Records contained in a dataset:
--------------------------------

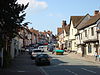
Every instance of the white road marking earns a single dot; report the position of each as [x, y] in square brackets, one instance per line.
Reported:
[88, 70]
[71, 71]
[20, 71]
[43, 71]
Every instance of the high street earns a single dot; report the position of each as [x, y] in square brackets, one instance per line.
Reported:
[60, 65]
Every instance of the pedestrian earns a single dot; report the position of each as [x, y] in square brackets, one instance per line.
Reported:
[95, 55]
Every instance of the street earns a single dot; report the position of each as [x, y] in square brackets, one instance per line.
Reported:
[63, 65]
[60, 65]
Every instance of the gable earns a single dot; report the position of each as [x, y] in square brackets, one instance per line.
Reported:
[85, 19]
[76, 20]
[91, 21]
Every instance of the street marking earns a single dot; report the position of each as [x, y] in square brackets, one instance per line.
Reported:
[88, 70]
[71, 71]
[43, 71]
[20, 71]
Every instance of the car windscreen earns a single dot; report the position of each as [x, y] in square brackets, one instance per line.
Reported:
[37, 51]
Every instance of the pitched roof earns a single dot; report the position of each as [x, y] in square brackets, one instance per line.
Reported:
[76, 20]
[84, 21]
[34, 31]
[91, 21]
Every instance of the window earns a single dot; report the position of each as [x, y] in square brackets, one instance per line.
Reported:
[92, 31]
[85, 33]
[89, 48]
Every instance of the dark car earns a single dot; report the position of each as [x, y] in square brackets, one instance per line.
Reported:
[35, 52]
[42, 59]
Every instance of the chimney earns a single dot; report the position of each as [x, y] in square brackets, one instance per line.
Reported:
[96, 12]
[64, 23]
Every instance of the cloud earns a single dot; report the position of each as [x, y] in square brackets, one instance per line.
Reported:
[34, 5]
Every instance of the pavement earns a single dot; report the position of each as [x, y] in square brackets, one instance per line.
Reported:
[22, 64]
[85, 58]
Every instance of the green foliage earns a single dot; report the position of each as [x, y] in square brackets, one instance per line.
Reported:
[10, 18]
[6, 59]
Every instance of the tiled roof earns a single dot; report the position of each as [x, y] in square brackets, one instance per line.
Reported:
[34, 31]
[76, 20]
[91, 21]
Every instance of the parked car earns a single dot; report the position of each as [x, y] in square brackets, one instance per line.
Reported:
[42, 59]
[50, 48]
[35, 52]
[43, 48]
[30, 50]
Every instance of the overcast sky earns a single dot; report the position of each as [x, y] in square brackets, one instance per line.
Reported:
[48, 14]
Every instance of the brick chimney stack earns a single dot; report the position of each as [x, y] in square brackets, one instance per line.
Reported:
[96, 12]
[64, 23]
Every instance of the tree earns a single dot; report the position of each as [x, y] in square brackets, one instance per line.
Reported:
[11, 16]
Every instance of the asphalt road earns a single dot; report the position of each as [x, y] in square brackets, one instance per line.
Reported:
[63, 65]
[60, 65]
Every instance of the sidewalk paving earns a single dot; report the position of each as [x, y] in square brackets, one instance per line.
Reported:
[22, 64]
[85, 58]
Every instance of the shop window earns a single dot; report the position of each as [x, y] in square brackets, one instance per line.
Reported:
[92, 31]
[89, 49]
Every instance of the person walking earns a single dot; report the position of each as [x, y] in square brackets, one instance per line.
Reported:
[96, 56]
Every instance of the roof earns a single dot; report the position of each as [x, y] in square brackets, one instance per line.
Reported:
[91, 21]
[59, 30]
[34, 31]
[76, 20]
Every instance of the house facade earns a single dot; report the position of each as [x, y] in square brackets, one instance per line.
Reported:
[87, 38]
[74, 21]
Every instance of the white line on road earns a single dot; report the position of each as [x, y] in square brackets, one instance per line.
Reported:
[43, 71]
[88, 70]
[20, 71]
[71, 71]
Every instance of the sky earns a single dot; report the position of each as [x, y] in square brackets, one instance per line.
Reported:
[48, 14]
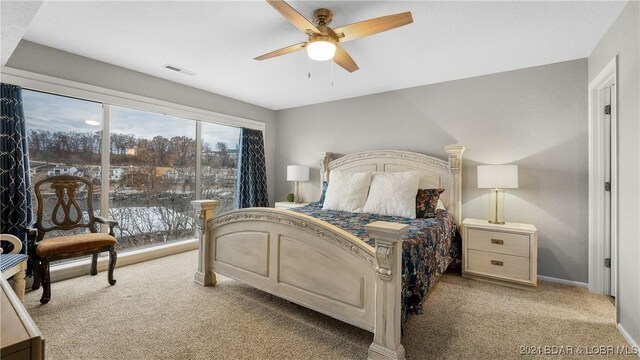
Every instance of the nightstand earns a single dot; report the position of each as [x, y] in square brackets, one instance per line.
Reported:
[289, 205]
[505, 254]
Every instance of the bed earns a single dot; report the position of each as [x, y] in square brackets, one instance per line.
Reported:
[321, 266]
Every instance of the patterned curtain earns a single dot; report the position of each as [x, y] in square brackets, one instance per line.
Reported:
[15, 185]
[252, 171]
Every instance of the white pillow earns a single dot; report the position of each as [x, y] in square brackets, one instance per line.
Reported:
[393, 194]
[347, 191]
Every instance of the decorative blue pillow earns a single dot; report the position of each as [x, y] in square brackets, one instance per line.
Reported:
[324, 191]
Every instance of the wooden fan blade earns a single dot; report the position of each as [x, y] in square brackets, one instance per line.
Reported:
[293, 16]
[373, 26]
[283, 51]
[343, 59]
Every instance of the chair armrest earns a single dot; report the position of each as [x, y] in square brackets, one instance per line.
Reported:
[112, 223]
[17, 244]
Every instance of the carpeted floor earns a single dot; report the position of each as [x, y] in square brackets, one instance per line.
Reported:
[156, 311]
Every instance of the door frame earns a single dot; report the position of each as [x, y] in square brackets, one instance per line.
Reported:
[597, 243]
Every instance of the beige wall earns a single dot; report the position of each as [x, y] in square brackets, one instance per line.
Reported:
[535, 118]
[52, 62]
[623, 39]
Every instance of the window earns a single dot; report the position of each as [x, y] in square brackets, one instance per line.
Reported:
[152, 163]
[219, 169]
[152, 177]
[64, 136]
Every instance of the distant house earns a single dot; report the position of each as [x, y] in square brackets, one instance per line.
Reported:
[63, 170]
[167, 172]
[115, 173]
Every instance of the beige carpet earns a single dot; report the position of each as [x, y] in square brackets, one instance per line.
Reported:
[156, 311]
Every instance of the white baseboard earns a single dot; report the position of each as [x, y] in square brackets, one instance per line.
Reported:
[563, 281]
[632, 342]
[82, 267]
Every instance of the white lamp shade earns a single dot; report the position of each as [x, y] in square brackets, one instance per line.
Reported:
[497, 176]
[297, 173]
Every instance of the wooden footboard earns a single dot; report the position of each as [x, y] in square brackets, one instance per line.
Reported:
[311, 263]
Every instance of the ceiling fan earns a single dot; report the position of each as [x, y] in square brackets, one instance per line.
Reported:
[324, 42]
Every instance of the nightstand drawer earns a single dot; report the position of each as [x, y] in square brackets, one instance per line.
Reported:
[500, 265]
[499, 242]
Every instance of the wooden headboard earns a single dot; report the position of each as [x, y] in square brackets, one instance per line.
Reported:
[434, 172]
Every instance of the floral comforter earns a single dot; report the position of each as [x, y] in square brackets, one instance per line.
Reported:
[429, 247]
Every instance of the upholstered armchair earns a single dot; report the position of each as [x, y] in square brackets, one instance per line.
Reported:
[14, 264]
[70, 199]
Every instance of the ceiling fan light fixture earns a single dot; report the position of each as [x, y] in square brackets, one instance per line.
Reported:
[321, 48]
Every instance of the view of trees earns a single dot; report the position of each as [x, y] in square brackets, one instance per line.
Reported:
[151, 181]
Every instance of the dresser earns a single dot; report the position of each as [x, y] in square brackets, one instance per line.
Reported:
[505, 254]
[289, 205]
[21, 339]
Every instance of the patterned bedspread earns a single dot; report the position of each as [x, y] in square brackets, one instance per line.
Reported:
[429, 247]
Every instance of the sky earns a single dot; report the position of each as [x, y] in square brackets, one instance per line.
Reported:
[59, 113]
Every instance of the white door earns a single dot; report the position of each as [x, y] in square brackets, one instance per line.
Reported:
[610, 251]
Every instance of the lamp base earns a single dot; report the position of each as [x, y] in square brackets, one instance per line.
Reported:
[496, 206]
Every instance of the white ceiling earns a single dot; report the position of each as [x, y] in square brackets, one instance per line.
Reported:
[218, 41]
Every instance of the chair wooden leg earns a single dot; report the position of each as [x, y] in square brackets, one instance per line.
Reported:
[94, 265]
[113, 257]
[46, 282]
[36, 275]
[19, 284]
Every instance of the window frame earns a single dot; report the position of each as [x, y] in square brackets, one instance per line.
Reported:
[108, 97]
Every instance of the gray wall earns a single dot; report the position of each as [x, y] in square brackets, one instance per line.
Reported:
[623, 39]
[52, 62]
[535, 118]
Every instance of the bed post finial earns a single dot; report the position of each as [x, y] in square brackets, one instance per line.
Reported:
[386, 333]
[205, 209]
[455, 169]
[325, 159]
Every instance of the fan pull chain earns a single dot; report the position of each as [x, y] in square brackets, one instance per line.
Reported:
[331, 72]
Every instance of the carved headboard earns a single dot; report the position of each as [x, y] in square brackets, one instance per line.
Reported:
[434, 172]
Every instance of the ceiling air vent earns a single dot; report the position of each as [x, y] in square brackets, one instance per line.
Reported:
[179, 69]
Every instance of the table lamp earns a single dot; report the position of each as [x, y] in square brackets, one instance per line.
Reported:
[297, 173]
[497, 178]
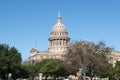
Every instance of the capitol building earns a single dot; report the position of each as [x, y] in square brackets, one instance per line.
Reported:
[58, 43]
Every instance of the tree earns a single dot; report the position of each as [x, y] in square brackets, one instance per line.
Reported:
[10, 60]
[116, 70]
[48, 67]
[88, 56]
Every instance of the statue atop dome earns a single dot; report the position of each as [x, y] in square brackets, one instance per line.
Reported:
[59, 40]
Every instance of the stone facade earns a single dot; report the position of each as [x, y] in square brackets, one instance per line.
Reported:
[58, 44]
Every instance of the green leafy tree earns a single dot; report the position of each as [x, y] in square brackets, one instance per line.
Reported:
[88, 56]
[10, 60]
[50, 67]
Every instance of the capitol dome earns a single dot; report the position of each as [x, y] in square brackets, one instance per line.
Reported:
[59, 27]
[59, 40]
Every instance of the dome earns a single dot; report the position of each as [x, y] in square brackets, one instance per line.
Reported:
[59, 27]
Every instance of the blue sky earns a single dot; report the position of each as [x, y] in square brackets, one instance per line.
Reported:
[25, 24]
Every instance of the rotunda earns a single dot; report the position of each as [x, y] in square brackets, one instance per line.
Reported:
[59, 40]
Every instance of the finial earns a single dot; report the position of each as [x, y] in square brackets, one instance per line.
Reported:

--------------------------------

[Work required]
Write out only the lines from the line containing "Every instance of the table" through the end of the material above, both end lines included. Pictures are not written out.

[Answer to this exercise]
Every instance of the table lamp earns a single dot; report the position of each as [x, y] in square brackets, one instance per line.
Reported:
[297, 173]
[497, 178]
Every instance of the capitol building earns a single dot; report the position of each as [x, y] in square brackets, one instance per line.
Reported:
[58, 43]
Every instance of the tree earns a single dot; report the position of each as [x, y] in square brackets, one instance per line.
Reported:
[10, 60]
[116, 70]
[48, 67]
[88, 56]
Every instance of the statue atop dome earns a single dot; report the position of each as [x, y] in square brackets, one instance per line.
Reported:
[59, 40]
Every instance of the stone facade earns a single dot; report the position of each as [x, y] in square brackets, one instance per line.
Reported:
[58, 44]
Every instance of the green leafy tree earns a single dot; report the position of each as [x, y] in square brackets, one instance per line.
Reported:
[88, 56]
[10, 60]
[50, 67]
Every instance of the capitol dome earns a single dot; report the position of each as [x, y] in square brackets, one instance per line.
Reported:
[59, 27]
[59, 40]
Every instance of the dome earns a single dot; report the position of each as [x, y] in square brackets, one instance per line.
Reported:
[59, 27]
Every instance of the blue sky earns a single dot; report the position of each as [x, y] in square brackets, one instance per line.
Reported:
[25, 24]
Every instance of the rotunda earns a single dot; report the position of each as [x, y] in square brackets, one instance per line.
Reported:
[59, 40]
Every instance of the finial earns a single dot; report the position of each as [x, y] in square brackets, one instance per line.
Reported:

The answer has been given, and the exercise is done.